Extract provided section start

It’s not just the choreography that is still being finalized. Composer Max Richter – who has also scored films such as Ad Astra and television series including HBO’s My Brilliant Friend, as well as previous McGregor works – continually sends pieces of music to McGregor from the U.K., inspired by footage of what is taking shape in-studio.

“There are sounds from the natural world, and sounds from the human world, as well as all kinds of imagined worlds,” Richter says. “I’ll stop composing when the curtain goes up.”

Atwood herself will be seeing the ballet for the first time on opening night. While the author is listed as a creative consultant, she has taken a hands-off approach.

“Let it rip,” she says of her approach to adaptations. “You can’t control them. You have a choice to make: Do I give this person permission or not? I look at their work. I talk to them. And then I take a wild gamble.”

In his temporary office at the National Ballet headquarters in Toronto, McGregor has taped to a wall images of the set designs. In one act, a stylized model of Toronto’s skyline in rectangular columns hangs upside-down from the ceiling; in another, a spherical screen will make video projections appear three-dimensional. As he did with Genus, McGregor is working with filmmaker Ravi Deepres on incorporating documentary footage – of natural disasters, for example, that speaks to the themes of the ballet.

“I personally think all dance is narrative,” McGregor says. “The job of the brain is to construct meaning from things, and what you’re doing is looking for human experience. … Even if you’re watching something seemingly abstract, you’re telling yourself a story. That’s how we live.”

MADDADDAM runs at the Four Seasons Centre for the Performing Arts in Toronto from November 23-30.

Extract provided section end

- Exercise requirements -
Reproduce the passage of the MADDADDAM article starting with "It’s not just" and going on through "a hands-off approach.". The lines that follow have no connection to the article above.

Dataset section start

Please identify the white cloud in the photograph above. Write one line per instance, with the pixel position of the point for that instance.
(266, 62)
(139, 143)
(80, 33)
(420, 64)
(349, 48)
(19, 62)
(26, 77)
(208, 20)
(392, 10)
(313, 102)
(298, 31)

Dataset section end

- Answer section -
It’s not just the choreography that is still being finalized. Composer Max Richter – who has also scored films such as Ad Astra and television series including HBO’s My Brilliant Friend, as well as previous McGregor works – continually sends pieces of music to McGregor from the U.K., inspired by footage of what is taking shape in-studio.

“There are sounds from the natural world, and sounds from the human world, as well as all kinds of imagined worlds,” Richter says. “I’ll stop composing when the curtain goes up.”

Atwood herself will be seeing the ballet for the first time on opening night. While the author is listed as a creative consultant, she has taken a hands-off approach.